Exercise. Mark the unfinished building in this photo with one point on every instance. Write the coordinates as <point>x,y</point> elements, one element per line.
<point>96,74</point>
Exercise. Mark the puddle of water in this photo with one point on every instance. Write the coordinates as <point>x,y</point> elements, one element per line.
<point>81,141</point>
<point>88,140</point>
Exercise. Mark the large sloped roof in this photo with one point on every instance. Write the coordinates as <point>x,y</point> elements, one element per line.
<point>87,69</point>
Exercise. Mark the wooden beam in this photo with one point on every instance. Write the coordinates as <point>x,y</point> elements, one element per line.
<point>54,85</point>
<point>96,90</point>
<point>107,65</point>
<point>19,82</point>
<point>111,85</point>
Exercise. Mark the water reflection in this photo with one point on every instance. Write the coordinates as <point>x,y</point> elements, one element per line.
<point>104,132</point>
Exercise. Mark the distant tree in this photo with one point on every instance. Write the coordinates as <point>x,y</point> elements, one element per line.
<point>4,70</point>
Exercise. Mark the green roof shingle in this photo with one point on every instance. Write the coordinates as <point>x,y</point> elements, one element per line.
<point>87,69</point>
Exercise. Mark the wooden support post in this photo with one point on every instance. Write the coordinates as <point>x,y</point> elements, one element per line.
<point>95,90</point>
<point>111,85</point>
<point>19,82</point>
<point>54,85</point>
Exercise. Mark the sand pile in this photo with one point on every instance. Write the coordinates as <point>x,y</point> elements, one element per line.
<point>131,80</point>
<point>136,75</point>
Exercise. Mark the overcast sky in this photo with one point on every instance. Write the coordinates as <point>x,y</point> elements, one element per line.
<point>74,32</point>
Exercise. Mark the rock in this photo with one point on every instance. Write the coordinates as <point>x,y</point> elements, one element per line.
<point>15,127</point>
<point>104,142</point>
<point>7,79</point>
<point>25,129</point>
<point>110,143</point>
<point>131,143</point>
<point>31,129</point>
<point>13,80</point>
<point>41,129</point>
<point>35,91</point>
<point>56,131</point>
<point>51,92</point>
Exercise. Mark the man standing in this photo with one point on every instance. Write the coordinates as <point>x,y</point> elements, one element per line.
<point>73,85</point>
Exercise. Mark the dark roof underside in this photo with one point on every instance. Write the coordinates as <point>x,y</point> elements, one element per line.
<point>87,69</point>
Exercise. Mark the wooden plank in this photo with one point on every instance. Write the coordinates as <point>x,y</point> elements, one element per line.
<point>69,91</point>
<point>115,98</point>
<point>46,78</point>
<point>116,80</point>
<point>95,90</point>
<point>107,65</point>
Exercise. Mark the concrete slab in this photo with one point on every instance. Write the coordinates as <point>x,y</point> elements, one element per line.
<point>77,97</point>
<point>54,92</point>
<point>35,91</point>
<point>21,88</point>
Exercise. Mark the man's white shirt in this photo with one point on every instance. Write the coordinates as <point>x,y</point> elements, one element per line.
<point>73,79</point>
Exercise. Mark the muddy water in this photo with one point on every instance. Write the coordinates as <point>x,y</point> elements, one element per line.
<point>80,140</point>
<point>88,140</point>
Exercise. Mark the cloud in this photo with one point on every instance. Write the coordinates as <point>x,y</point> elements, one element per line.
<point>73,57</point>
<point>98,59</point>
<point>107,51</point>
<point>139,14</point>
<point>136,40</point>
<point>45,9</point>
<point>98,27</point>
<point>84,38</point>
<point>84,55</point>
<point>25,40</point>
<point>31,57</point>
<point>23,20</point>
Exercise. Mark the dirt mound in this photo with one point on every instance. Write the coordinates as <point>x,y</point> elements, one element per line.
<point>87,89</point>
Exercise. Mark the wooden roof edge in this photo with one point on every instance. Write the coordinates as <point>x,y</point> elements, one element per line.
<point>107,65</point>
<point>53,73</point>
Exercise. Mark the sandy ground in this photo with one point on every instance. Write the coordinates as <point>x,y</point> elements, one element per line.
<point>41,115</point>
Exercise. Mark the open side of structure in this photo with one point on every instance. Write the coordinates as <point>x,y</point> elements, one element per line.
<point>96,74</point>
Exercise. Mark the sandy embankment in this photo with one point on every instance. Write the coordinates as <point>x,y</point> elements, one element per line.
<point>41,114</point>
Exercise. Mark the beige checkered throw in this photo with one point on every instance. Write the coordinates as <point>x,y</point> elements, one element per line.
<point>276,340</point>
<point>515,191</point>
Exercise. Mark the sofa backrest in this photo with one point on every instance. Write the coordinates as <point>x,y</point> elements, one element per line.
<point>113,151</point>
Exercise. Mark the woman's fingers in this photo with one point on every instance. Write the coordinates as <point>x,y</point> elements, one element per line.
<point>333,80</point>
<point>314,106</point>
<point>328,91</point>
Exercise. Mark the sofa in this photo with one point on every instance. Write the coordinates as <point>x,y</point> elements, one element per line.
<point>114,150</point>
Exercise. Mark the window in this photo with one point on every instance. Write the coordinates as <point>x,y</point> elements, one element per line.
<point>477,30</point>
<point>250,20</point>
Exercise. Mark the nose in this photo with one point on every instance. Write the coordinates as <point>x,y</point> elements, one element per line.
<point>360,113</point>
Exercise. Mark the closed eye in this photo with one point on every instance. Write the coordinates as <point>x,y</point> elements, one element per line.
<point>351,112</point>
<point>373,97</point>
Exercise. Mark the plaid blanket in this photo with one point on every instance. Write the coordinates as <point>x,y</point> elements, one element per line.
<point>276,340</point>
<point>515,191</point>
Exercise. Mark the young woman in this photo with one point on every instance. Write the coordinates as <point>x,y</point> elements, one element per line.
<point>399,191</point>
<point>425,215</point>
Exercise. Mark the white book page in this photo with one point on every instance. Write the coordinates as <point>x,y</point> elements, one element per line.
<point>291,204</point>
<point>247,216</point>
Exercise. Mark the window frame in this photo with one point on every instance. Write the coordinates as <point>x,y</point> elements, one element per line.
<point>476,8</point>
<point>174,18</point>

=-=-=-=-=

[Exercise brief] Each and every entry needs to be repeated exactly.

[Task solution]
Exercise. Mark the unfinished building in this photo with one point on every instance. Write the coordinates as <point>x,y</point> elements, one element per line.
<point>96,74</point>
Exercise. Mark the puddle of water in this photo with one point on every instance. Write the coordinates as <point>x,y</point> elements, one element per line.
<point>81,141</point>
<point>88,140</point>
Exercise. Mark the large sloped roof in this photo with one point on every instance. Write the coordinates as <point>x,y</point> elements, one element per line.
<point>87,69</point>
Exercise. Mark the wooden beam in this photo with one point on every instance. Write the coordinates as <point>x,y</point> elements, one element per line.
<point>54,85</point>
<point>96,90</point>
<point>107,65</point>
<point>19,82</point>
<point>111,85</point>
Exercise. Mark the water reflection in this photo with one point on every instance. Write the coordinates as <point>x,y</point> elements, one element per line.
<point>104,132</point>
Exercise. Mark the distant tree in this photo with one point on every instance. Write the coordinates as <point>x,y</point> elements, one element per line.
<point>4,70</point>
Exercise. Mark the green roof shingle in this photo with one point on every instance. Write the coordinates as <point>x,y</point> elements, one element per line.
<point>87,69</point>
Exercise. Mark the wooden support post in this photo with one point on every instance. Write the coordinates as <point>x,y</point> elements, one element per line.
<point>95,90</point>
<point>111,85</point>
<point>19,82</point>
<point>54,85</point>
Exercise. Mark the sand pile in this photo with one point on every instance. Write the coordinates as <point>x,y</point> elements, one element per line.
<point>131,80</point>
<point>136,75</point>
Exercise. Mark the overcast sky in this photo with one point on every instance. Write the coordinates as <point>x,y</point> elements, one element per line.
<point>74,32</point>
Exercise. Mark the rock in this photo with one point on every instance. Write the coordinates as <point>x,y</point> elements, one element per line.
<point>15,127</point>
<point>104,142</point>
<point>7,79</point>
<point>25,129</point>
<point>110,143</point>
<point>131,143</point>
<point>31,129</point>
<point>13,80</point>
<point>41,129</point>
<point>35,91</point>
<point>56,131</point>
<point>51,92</point>
Exercise. Mark the man standing in this photo with one point on every instance. Write the coordinates as <point>x,y</point> elements, one element per line.
<point>73,85</point>
Exercise. Mark the dark roof underside in this photo with one point on every instance. Write the coordinates as <point>x,y</point> elements, one element per line.
<point>87,69</point>
Exercise. Mark the wooden plank in this photo with one point on every instance. Write the coordinates as <point>x,y</point> elements, one element per line.
<point>69,91</point>
<point>115,98</point>
<point>46,78</point>
<point>116,80</point>
<point>95,90</point>
<point>107,65</point>
Exercise. Mark the concrete slab in this photo with one point on every instance. Write the coordinates as <point>x,y</point> elements, one element per line.
<point>77,97</point>
<point>54,92</point>
<point>35,91</point>
<point>21,88</point>
Exercise. Mark the man's white shirt in this photo with one point on every instance. Write the coordinates as <point>x,y</point> elements, one element per line.
<point>73,79</point>
Exercise. Mark the muddy water in this photo with one point on every instance. Write the coordinates as <point>x,y</point> elements, one element per line.
<point>80,140</point>
<point>88,140</point>
Exercise. Mark the cloud in this photo with one point on every instance. Write the coordinates as <point>x,y</point> elements, one element per line.
<point>73,57</point>
<point>98,59</point>
<point>107,51</point>
<point>139,14</point>
<point>136,40</point>
<point>45,9</point>
<point>98,27</point>
<point>84,38</point>
<point>84,55</point>
<point>25,40</point>
<point>31,57</point>
<point>23,20</point>
Exercise. Mark the dirt mound in this photo with one point on every instance. Write the coordinates as <point>x,y</point> elements, one element per line.
<point>87,89</point>
Exercise. Mark the wooden roof edge in this photo with one point on every instance. Write the coordinates as <point>x,y</point> elements, one element per line.
<point>107,65</point>
<point>53,73</point>
Exercise. Mark the sandy ground in this photo with one point on every instance. Write the coordinates as <point>x,y</point> elements, one element per line.
<point>41,115</point>
Exercise. Mark the open side of structure in this photo with one point on every instance. Write the coordinates as <point>x,y</point> elements, one element per line.
<point>96,74</point>
Exercise. Mark the sandy embankment in this photo with one point on every instance. Write the coordinates as <point>x,y</point> elements, one element per line.
<point>41,114</point>
Exercise. Mark the beige checkered throw in this photo with one point on every instance. Write the coordinates as <point>x,y</point> elements, one element per line.
<point>276,340</point>
<point>515,191</point>
Exercise. Mark the sofa backrest in this photo with one point on every instance. Write the coordinates as <point>x,y</point> elements, one element per line.
<point>113,151</point>
Exercise. Mark the woman's fingers in this photo with one point on every instance. Write the coordinates as <point>x,y</point> elements, one element per line.
<point>333,80</point>
<point>314,106</point>
<point>328,91</point>
Exercise. Mark the sofa in this photo with one point on every instance. Write the coordinates as <point>x,y</point> elements, one element per line.
<point>114,150</point>
Exercise. Mark the window in this photo with one point on every instance. Write the coordinates as <point>x,y</point> elements, one element per line.
<point>477,30</point>
<point>250,20</point>
Exercise. Mark the nose in this photo with one point on every instance. Write the coordinates as <point>x,y</point> elements, one element per line.
<point>360,113</point>
Exercise. Mark the closed eye in this photo with one point on every instance. Write the coordinates as <point>x,y</point> elements, one element per line.
<point>351,112</point>
<point>373,97</point>
Exercise. Mark the plaid blanket in this photo with one point on every instance. Write the coordinates as <point>x,y</point> elements, one element per line.
<point>276,340</point>
<point>515,191</point>
Exercise. Mark the young woman in this photo with one point on every instance. Write the coordinates as <point>x,y</point> elements, one element per line.
<point>399,191</point>
<point>425,215</point>
Exercise. Mark the white book page in this photo with one point on every instance. Write the coordinates as <point>x,y</point> elements, one element per line.
<point>291,204</point>
<point>247,216</point>
Exercise. Mark the window frame in this photo with one point on every instance. Write the coordinates as <point>x,y</point> elements, one element per line.
<point>476,8</point>
<point>174,18</point>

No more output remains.